--- Material provided Enclosed Below ---

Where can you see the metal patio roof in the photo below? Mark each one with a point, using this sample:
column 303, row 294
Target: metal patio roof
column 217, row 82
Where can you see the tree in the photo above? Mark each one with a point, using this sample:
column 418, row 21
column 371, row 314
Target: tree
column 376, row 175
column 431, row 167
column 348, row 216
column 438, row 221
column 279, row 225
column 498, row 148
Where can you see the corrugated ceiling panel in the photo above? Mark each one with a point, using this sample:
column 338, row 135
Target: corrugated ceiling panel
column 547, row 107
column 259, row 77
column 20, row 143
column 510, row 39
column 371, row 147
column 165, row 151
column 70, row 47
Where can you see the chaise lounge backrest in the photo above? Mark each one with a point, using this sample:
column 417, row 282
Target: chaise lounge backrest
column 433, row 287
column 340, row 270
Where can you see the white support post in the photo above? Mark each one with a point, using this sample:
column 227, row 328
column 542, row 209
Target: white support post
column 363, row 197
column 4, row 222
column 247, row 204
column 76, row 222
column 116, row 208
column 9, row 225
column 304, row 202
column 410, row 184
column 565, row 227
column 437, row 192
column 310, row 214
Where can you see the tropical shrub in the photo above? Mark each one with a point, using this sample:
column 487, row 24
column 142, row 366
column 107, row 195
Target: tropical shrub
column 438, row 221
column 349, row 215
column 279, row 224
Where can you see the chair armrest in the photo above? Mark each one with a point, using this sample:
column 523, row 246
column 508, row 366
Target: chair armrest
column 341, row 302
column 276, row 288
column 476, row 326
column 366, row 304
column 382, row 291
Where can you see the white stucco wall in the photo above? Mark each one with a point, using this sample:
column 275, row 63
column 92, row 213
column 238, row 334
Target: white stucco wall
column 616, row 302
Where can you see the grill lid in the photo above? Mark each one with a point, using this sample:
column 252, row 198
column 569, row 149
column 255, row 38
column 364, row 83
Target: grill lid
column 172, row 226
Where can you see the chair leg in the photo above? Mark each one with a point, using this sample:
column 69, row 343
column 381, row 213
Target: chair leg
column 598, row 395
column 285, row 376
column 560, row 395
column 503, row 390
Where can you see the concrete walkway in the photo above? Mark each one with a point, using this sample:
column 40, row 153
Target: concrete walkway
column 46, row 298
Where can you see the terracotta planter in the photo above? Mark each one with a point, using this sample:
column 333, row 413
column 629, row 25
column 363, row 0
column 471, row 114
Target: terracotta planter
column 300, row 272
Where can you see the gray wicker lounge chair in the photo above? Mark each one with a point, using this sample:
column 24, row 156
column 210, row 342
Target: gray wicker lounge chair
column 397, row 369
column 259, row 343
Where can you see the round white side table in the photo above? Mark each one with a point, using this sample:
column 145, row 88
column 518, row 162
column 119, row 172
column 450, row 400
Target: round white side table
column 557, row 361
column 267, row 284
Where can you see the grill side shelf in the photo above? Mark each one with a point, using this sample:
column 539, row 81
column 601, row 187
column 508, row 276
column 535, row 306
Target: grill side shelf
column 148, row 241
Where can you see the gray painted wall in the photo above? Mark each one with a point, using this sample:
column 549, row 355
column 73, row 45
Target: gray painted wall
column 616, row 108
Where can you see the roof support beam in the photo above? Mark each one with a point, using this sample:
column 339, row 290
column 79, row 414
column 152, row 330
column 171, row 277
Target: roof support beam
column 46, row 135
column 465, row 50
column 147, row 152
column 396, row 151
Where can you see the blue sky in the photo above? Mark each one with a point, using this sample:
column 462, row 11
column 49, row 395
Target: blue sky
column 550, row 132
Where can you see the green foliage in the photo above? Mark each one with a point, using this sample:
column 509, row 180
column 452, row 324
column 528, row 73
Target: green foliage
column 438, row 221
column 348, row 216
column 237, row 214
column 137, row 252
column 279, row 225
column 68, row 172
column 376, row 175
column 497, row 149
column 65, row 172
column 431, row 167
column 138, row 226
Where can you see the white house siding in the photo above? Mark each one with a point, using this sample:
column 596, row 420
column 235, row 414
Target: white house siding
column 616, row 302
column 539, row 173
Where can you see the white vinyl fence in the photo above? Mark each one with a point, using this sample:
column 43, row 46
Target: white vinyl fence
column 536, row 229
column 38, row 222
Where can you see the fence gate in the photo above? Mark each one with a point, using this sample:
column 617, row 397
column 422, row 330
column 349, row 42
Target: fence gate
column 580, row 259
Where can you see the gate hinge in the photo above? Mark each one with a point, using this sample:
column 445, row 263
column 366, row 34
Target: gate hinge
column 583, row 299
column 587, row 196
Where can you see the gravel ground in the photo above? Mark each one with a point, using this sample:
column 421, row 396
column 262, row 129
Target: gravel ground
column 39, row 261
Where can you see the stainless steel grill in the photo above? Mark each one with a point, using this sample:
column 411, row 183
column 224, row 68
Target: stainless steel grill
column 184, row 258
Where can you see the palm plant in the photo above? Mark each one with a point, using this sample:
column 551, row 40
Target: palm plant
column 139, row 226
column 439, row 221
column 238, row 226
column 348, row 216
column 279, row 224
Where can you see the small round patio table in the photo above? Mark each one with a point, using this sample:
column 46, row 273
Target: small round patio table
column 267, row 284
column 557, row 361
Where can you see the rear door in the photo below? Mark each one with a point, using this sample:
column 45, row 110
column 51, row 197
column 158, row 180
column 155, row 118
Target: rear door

--- End of Enclosed Material provided ---

## [Your assignment]
Transcribe the entries exactly.

## [Answer for this exercise]
Where can you see the metal patio roof in the photo below? Mark each one with a point, using this sample:
column 303, row 294
Target: metal patio roof
column 217, row 82
Where can you see the tree in the photo above? Mark each one with a point, using this sample:
column 418, row 21
column 371, row 314
Target: tree
column 376, row 175
column 431, row 167
column 348, row 216
column 438, row 221
column 279, row 225
column 498, row 148
Where can you see the corrugated ceiling panel in the photo above? Mark each one with a point, using this sample:
column 338, row 135
Target: corrugated ceiling panel
column 547, row 107
column 259, row 77
column 20, row 143
column 510, row 39
column 371, row 147
column 165, row 151
column 70, row 47
Where can you see the chaise lounge backrest in the photo above? Mark each one with a point, using this sample:
column 417, row 282
Target: chaise lounge backrest
column 433, row 287
column 340, row 270
Where can you see the white support post in the photo above? Mark each one with a point, using this sample:
column 227, row 328
column 542, row 209
Target: white support post
column 363, row 197
column 4, row 222
column 247, row 204
column 76, row 222
column 116, row 208
column 9, row 225
column 304, row 202
column 410, row 184
column 565, row 227
column 437, row 192
column 310, row 214
Where can you see the tropical shrub in the photo above? Mark each one with a point, using this sample:
column 487, row 24
column 142, row 366
column 107, row 195
Target: tropical shrub
column 438, row 221
column 349, row 215
column 279, row 224
Where can you see the chair armrest in the photo above? Mark each one with a point, using this sample:
column 523, row 246
column 508, row 366
Target: chair armrest
column 341, row 302
column 276, row 288
column 476, row 326
column 366, row 304
column 382, row 291
Where can you see the white stucco wall in the photo above? Mark each one with a point, using this sample:
column 275, row 63
column 92, row 213
column 238, row 334
Target: white stucco wall
column 616, row 302
Where can you see the grill lid in the photo above? Mark each one with a point, using this sample:
column 252, row 198
column 569, row 149
column 255, row 38
column 364, row 83
Target: grill lid
column 172, row 226
Where can you see the chair leg in the photo above? Mark each one with a point, using this sample:
column 69, row 343
column 381, row 213
Target: chair leg
column 598, row 395
column 285, row 376
column 560, row 395
column 503, row 390
Where can you see the concrete walkway in the photo above? Mark each one with a point, using this sample:
column 40, row 153
Target: concrete walkway
column 46, row 298
Where can you see the terracotta planter in the photo above? Mark each one with a point, using this sample:
column 333, row 413
column 629, row 25
column 363, row 0
column 471, row 114
Target: terracotta planter
column 300, row 272
Where can you see the gray wicker lounge chair in the photo above? Mark each one with a point, using this sample:
column 24, row 156
column 210, row 342
Target: gray wicker lounge chair
column 397, row 369
column 259, row 343
Where can you see the round white side table in the photo above? Mark each one with a point, using this sample:
column 145, row 88
column 518, row 162
column 119, row 172
column 450, row 400
Target: round white side table
column 557, row 361
column 267, row 284
Where can you see the grill side shelf in the photo above? Mark each one with a point, using this sample:
column 539, row 81
column 601, row 187
column 508, row 276
column 535, row 306
Target: grill side shelf
column 148, row 241
Where can you see the gray painted wall in the photo above? Mark each one with a point, using this sample:
column 549, row 355
column 73, row 45
Target: gray painted wall
column 616, row 108
Where can you see the roof support beam in the photo above? Mark each one with a point, using this sample:
column 339, row 290
column 79, row 414
column 152, row 330
column 171, row 277
Target: roof support beam
column 46, row 135
column 465, row 50
column 147, row 152
column 396, row 151
Where can you see the blue sky in the photo above? Mark each one with a point, using this sample:
column 462, row 11
column 49, row 395
Target: blue sky
column 550, row 132
Where can you see the green foliage in the photo above? Mark each one with a point, using this sample:
column 509, row 180
column 452, row 324
column 528, row 73
Target: green foliage
column 438, row 221
column 348, row 216
column 237, row 214
column 137, row 252
column 279, row 225
column 68, row 172
column 376, row 175
column 497, row 149
column 65, row 172
column 431, row 167
column 138, row 226
Where can you see the white house siding in the photo above? Mark each one with a point, using this sample:
column 596, row 420
column 235, row 414
Target: white house siding
column 616, row 302
column 539, row 173
Where can you see the white vinyl fence in the photo above? Mark each one with a point, using this sample:
column 43, row 46
Target: white vinyl fence
column 536, row 229
column 38, row 222
Where can you see the fence gate in the photo above? Mark each one with a point, using this sample:
column 617, row 397
column 422, row 330
column 349, row 42
Target: fence gate
column 580, row 259
Where can you see the gate hinge in the photo above? Mark each one with a point, using this sample:
column 445, row 263
column 366, row 34
Target: gate hinge
column 583, row 299
column 587, row 196
Where can you see the gravel ground in the photo above? Mark each one with a point, using this sample:
column 421, row 396
column 262, row 129
Target: gravel ground
column 39, row 261
Where can you see the stainless steel grill in the photo above? Mark each one with a point, using this sample:
column 411, row 183
column 224, row 68
Target: stainless steel grill
column 184, row 258
Where can you see the palm plant in the photo above? Mark each one with a point, using this sample:
column 551, row 40
Target: palm plant
column 139, row 226
column 439, row 221
column 238, row 226
column 348, row 216
column 279, row 224
Where can you see the small round patio table in the photo above? Mark each one with a point, using this sample:
column 46, row 273
Target: small round patio table
column 267, row 284
column 557, row 361
Where can you see the rear door in the photo below? Mark each one with a point, using this sample:
column 45, row 110
column 51, row 197
column 158, row 180
column 155, row 118
Target: rear door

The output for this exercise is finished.